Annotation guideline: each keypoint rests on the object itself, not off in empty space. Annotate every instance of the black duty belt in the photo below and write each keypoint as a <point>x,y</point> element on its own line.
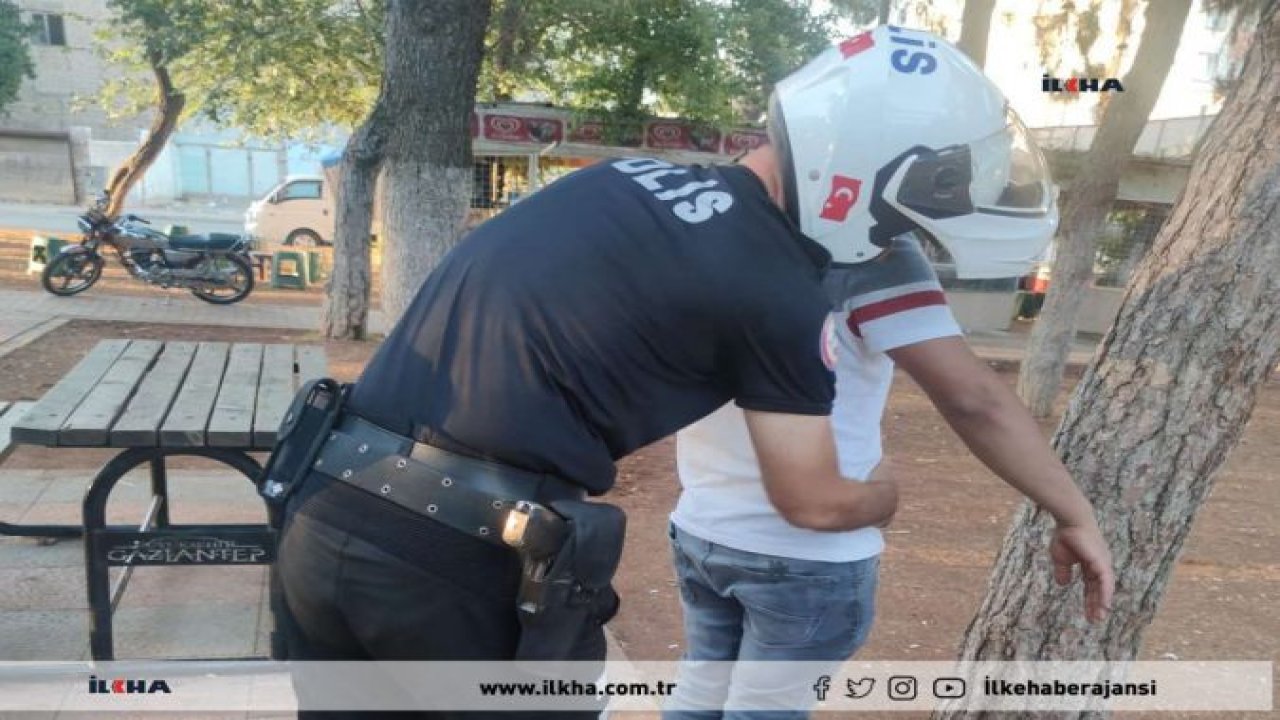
<point>485,500</point>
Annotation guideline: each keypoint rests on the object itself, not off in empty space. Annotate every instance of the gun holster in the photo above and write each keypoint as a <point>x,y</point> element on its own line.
<point>570,592</point>
<point>302,433</point>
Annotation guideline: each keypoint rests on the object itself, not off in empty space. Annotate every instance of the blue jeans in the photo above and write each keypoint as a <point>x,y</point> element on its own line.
<point>762,607</point>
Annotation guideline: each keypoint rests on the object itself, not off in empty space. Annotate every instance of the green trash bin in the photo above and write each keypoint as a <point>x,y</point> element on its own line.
<point>318,267</point>
<point>289,269</point>
<point>42,250</point>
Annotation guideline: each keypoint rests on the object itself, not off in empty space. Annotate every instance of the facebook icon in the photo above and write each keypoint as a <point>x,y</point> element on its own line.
<point>821,687</point>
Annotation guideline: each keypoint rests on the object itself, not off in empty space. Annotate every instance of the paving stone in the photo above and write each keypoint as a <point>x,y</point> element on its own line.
<point>36,552</point>
<point>42,588</point>
<point>152,587</point>
<point>44,634</point>
<point>22,487</point>
<point>210,629</point>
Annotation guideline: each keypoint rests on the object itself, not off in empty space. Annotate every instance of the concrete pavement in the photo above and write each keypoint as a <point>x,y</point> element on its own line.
<point>26,308</point>
<point>62,218</point>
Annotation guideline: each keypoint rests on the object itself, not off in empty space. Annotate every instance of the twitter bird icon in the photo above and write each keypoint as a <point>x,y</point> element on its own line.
<point>858,689</point>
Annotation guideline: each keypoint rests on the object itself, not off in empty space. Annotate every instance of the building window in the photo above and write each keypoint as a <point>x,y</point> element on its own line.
<point>1215,21</point>
<point>1208,67</point>
<point>48,28</point>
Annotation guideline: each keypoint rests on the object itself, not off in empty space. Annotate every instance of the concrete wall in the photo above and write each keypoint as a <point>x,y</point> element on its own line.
<point>36,168</point>
<point>982,310</point>
<point>69,78</point>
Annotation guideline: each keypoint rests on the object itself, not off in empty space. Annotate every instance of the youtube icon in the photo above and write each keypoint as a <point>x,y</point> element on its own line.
<point>946,688</point>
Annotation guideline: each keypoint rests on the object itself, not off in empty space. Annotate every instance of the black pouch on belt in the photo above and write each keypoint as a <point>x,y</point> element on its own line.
<point>576,591</point>
<point>302,433</point>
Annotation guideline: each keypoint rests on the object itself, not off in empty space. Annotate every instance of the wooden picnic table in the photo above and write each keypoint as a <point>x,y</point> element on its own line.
<point>155,400</point>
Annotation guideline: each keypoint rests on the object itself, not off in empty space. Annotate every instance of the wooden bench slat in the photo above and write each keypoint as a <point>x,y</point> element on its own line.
<point>42,423</point>
<point>274,393</point>
<point>140,423</point>
<point>311,363</point>
<point>188,419</point>
<point>14,413</point>
<point>91,422</point>
<point>232,422</point>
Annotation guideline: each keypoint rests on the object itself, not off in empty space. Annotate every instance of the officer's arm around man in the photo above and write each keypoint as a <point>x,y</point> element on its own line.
<point>1000,432</point>
<point>798,464</point>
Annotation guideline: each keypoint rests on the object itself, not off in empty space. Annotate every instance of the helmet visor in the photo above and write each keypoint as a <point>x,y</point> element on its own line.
<point>1009,173</point>
<point>1002,173</point>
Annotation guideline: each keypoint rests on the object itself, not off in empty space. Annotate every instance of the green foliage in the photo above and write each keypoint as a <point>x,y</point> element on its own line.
<point>14,53</point>
<point>270,67</point>
<point>712,60</point>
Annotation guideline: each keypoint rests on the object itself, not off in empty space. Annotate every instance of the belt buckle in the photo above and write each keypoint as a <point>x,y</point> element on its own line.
<point>533,529</point>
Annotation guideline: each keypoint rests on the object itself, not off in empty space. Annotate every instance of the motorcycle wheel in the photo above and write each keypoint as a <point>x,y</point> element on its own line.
<point>240,281</point>
<point>71,273</point>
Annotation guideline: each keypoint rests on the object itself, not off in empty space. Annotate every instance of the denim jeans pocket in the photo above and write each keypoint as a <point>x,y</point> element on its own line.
<point>786,610</point>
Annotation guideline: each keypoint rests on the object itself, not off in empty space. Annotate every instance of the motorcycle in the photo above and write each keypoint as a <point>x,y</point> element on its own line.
<point>215,268</point>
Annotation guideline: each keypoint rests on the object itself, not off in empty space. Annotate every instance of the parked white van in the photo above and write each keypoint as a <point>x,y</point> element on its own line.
<point>297,212</point>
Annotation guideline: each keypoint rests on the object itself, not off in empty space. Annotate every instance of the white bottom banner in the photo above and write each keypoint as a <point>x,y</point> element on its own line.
<point>818,687</point>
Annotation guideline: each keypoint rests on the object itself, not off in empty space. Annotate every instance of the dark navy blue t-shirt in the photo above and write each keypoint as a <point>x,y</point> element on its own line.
<point>608,310</point>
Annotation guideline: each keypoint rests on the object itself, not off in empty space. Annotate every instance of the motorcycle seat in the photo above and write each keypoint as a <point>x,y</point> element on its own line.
<point>213,241</point>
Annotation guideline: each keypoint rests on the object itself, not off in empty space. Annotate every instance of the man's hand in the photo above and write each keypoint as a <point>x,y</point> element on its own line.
<point>1083,546</point>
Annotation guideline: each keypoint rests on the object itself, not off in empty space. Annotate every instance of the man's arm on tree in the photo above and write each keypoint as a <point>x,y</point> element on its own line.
<point>995,424</point>
<point>999,429</point>
<point>801,477</point>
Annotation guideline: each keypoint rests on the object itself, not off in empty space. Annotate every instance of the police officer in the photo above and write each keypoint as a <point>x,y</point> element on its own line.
<point>608,310</point>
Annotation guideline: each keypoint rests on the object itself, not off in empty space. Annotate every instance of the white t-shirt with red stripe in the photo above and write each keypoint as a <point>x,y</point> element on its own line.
<point>894,301</point>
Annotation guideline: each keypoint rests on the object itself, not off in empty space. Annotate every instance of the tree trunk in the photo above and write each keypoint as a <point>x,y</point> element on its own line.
<point>1168,395</point>
<point>169,104</point>
<point>433,59</point>
<point>1092,191</point>
<point>976,28</point>
<point>346,305</point>
<point>511,21</point>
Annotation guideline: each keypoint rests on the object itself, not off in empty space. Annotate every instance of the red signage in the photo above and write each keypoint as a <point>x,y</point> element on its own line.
<point>663,135</point>
<point>856,44</point>
<point>515,128</point>
<point>589,132</point>
<point>844,196</point>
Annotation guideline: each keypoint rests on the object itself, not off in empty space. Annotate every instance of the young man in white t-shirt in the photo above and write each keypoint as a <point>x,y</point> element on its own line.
<point>753,586</point>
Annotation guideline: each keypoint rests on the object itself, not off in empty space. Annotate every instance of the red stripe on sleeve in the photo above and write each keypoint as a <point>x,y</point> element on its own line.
<point>853,326</point>
<point>899,304</point>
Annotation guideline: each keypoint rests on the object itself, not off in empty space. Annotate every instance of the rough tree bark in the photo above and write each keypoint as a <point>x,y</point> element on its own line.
<point>976,28</point>
<point>346,304</point>
<point>433,60</point>
<point>1168,395</point>
<point>169,104</point>
<point>511,21</point>
<point>1091,195</point>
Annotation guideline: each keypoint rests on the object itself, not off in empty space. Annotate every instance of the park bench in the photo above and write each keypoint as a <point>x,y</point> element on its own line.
<point>151,401</point>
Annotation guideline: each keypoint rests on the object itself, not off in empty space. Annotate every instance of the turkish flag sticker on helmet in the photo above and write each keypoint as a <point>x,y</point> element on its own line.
<point>841,200</point>
<point>856,44</point>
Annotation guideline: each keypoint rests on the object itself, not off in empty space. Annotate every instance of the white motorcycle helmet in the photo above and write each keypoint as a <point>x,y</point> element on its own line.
<point>896,130</point>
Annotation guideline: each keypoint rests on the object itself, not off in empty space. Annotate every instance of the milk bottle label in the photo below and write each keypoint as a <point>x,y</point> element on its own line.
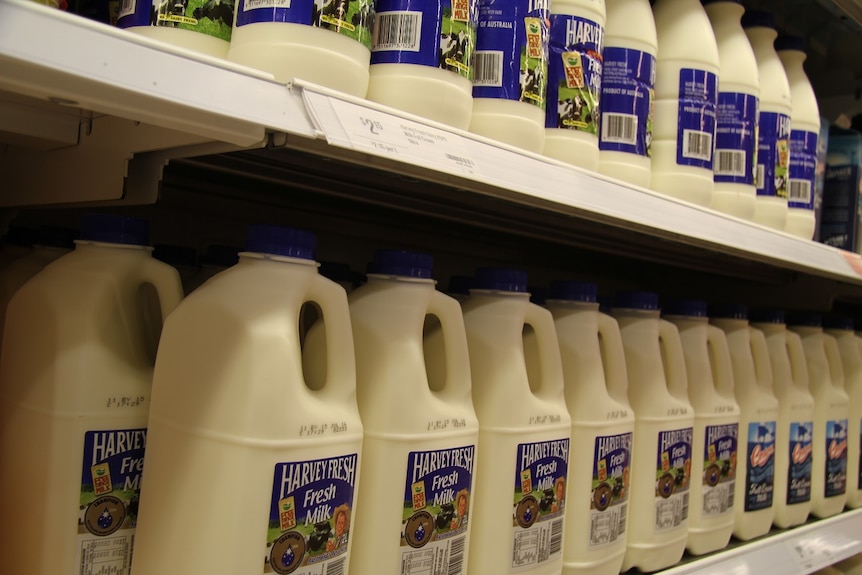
<point>773,154</point>
<point>511,59</point>
<point>760,479</point>
<point>673,476</point>
<point>799,471</point>
<point>719,468</point>
<point>436,511</point>
<point>803,165</point>
<point>441,34</point>
<point>698,95</point>
<point>110,488</point>
<point>628,92</point>
<point>540,499</point>
<point>309,516</point>
<point>574,74</point>
<point>609,496</point>
<point>836,457</point>
<point>212,17</point>
<point>735,138</point>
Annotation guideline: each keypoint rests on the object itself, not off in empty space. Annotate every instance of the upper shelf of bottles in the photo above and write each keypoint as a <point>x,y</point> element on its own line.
<point>62,64</point>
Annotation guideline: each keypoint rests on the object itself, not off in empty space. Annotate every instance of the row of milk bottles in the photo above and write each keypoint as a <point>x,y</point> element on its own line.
<point>492,436</point>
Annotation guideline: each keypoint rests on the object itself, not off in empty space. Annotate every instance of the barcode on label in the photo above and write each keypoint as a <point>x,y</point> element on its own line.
<point>730,163</point>
<point>397,31</point>
<point>488,67</point>
<point>696,145</point>
<point>619,128</point>
<point>800,191</point>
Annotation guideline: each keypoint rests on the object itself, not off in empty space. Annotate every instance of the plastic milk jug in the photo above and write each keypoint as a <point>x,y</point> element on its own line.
<point>524,428</point>
<point>804,132</point>
<point>773,145</point>
<point>841,329</point>
<point>205,28</point>
<point>686,96</point>
<point>78,351</point>
<point>511,72</point>
<point>736,114</point>
<point>795,426</point>
<point>664,420</point>
<point>758,418</point>
<point>235,427</point>
<point>419,452</point>
<point>628,91</point>
<point>422,58</point>
<point>575,82</point>
<point>831,414</point>
<point>596,388</point>
<point>716,426</point>
<point>327,42</point>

◆ **Requirement**: Return everything in the listing from the line containing "of the milk" down to the line containing "<point>800,191</point>", both included, reproduced word for word. Omit the pictures.

◆ **Correct response**:
Annotation guideline: each keypoint rests on the object itself, not off in empty space. Annotate every instance of the milk bottle label in the photo below and write each keypoint as a <point>x,y</point> element on its own line.
<point>773,154</point>
<point>511,59</point>
<point>760,479</point>
<point>673,476</point>
<point>799,471</point>
<point>719,468</point>
<point>436,511</point>
<point>803,165</point>
<point>441,34</point>
<point>698,95</point>
<point>110,488</point>
<point>628,92</point>
<point>540,499</point>
<point>309,516</point>
<point>574,74</point>
<point>609,496</point>
<point>836,457</point>
<point>212,17</point>
<point>735,138</point>
Annotation guideline: each keypoint rests on the object itself, not off in empty space. Annotate every instance of the upper shelf of bottles in the photo above and write each keypoint as a <point>x,y</point> element on its own line.
<point>62,64</point>
Annotation guideline: each keypoint rests on the object itself, not off in empty space. Annotate every instance of the row of milk bottles in the photo above and write each keypoint as a <point>x,y</point> element on its own line.
<point>492,436</point>
Annotation guideline: each keypoint rests on the object itself, not off in empty space. Annotate every instance of the barcode on label in the photo above and write each keypoint as a <point>x,y</point> element on its own line.
<point>730,163</point>
<point>397,31</point>
<point>488,67</point>
<point>696,145</point>
<point>619,128</point>
<point>800,191</point>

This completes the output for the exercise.